------ Data supplied ------

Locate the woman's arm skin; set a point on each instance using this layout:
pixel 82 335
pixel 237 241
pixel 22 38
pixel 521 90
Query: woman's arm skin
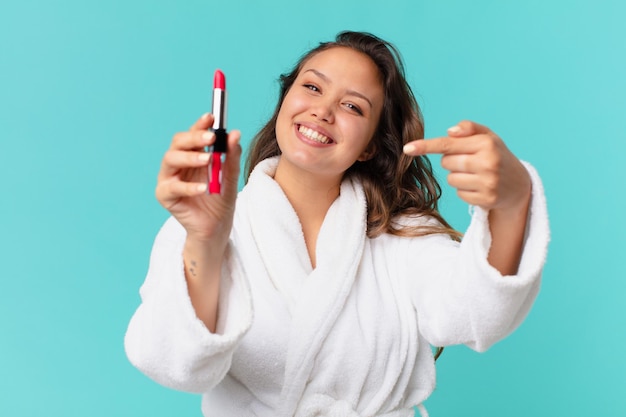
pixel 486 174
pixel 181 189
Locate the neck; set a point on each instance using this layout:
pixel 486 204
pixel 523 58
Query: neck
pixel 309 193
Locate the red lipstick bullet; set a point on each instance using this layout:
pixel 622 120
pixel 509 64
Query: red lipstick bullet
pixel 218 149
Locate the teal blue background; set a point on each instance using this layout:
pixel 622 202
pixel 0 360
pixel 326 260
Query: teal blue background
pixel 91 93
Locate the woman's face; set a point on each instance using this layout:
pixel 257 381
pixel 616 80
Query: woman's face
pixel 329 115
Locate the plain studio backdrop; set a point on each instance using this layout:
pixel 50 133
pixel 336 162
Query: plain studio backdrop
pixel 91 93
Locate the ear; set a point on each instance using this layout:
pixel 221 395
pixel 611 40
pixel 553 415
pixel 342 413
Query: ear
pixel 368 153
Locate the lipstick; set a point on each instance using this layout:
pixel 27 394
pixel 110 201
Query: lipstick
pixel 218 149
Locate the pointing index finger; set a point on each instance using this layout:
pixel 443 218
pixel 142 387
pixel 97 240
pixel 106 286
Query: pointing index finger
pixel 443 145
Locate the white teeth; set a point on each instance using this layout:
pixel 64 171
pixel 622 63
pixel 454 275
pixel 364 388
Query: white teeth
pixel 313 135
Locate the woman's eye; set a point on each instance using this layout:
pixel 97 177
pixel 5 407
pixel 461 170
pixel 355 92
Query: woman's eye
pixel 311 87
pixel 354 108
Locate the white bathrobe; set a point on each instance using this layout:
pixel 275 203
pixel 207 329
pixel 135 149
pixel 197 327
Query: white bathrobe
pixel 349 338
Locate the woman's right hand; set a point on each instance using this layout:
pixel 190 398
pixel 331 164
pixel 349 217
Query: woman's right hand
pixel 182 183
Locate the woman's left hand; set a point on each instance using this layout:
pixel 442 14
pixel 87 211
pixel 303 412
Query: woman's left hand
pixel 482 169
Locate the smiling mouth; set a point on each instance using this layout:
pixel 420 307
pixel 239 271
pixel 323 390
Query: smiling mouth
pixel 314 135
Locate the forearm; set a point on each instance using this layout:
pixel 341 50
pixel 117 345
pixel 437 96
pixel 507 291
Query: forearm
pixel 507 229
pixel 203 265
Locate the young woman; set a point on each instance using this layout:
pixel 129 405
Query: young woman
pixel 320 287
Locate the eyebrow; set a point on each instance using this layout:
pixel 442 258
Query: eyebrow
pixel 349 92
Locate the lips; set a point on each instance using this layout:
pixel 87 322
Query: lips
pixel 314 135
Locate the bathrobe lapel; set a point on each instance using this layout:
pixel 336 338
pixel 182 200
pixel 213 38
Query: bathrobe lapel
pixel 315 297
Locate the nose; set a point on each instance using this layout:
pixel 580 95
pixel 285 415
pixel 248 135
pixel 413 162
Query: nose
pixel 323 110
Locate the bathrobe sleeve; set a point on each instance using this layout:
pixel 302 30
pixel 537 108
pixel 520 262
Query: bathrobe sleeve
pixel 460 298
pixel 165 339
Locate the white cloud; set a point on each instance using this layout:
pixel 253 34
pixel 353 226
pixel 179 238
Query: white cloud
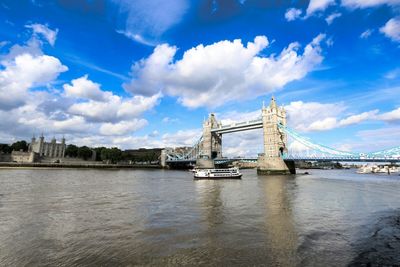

------

Objective :: Rewrite all of the lines above, replacing every "bathrobe" with "robe" and keeping everything else unchanged. Leave the pictures out of your answer.

Solved exercise ::
Locate the woman's arm skin; set a point on each instance using this layout:
pixel 82 335
pixel 237 241
pixel 22 38
pixel 521 90
Query: woman's arm skin
pixel 486 174
pixel 181 189
Locate the neck; set a point on each instance using this layout:
pixel 486 204
pixel 523 58
Query: neck
pixel 309 193
Locate the red lipstick bullet; set a point on each instance using this layout:
pixel 622 120
pixel 509 64
Query: red lipstick bullet
pixel 218 149
Locate the teal blue background; set a point on each instance using this layout:
pixel 622 202
pixel 0 360
pixel 326 260
Query: teal blue background
pixel 91 93
Locate the woman's face; set a point on each instance using this layout:
pixel 257 381
pixel 616 80
Query: woman's face
pixel 329 115
Locate the plain studio backdrop; set a point on each instance using this layout:
pixel 50 133
pixel 336 162
Query: plain studio backdrop
pixel 91 93
Locate the ear; set a point on each instance using this layout:
pixel 221 395
pixel 611 40
pixel 553 415
pixel 342 413
Query: ear
pixel 368 153
Locate the lipstick; set a point on each instance using this layout:
pixel 27 394
pixel 110 201
Query: lipstick
pixel 218 149
Locate the pointing index finger; set a point on each instance using this layout:
pixel 443 218
pixel 142 387
pixel 97 240
pixel 106 286
Query: pointing index finger
pixel 443 145
Locate the white teeth; set a point on each instance using this layout:
pixel 64 171
pixel 622 63
pixel 454 275
pixel 364 388
Query: white teeth
pixel 313 135
Locate the woman's eye; set a point on each instance using this layout:
pixel 97 177
pixel 5 407
pixel 461 170
pixel 355 92
Query: woman's eye
pixel 311 87
pixel 354 108
Locate the white robe; set a point on each instance using this layout:
pixel 275 203
pixel 207 329
pixel 135 149
pixel 197 327
Query: white robe
pixel 349 338
Locate the woman's right hand; set a point on each instance using this layout:
pixel 190 398
pixel 331 164
pixel 349 217
Query: woman's right hand
pixel 182 183
Locate the woman's left hand; set a point on each instance using this layout:
pixel 442 14
pixel 87 211
pixel 303 412
Query: woman's left hand
pixel 482 169
Locate the smiling mouth; set a point on each instance using this layout:
pixel 420 307
pixel 239 271
pixel 323 390
Query: smiling mouth
pixel 314 135
Locate the forearm; set a point on each instance using this layout:
pixel 341 50
pixel 117 345
pixel 437 96
pixel 507 291
Query: forearm
pixel 507 229
pixel 203 265
Locate the young woman; set a point on each instance using this layout:
pixel 129 405
Query: young woman
pixel 320 287
Locate the eyebrow; set a point on each instance using this layout:
pixel 442 258
Query: eyebrow
pixel 349 92
Locate the lips; set a point on each instance using this layout:
pixel 87 322
Query: lips
pixel 314 135
Locate the robe lapel; set a point on each instance using this layout:
pixel 336 338
pixel 182 200
pixel 213 38
Query: robe lapel
pixel 315 297
Locate the nose; set a point on each instance using this layout:
pixel 580 95
pixel 285 415
pixel 248 135
pixel 413 162
Query: nose
pixel 323 110
Locate the robe sleeve; set a point on each instance using this layout:
pixel 302 30
pixel 537 108
pixel 520 262
Query: robe sleeve
pixel 460 298
pixel 165 339
Locate the white cloud; set a point on each instance using this layout:
pixel 253 34
pixel 353 226
pixel 179 238
Query: white cloud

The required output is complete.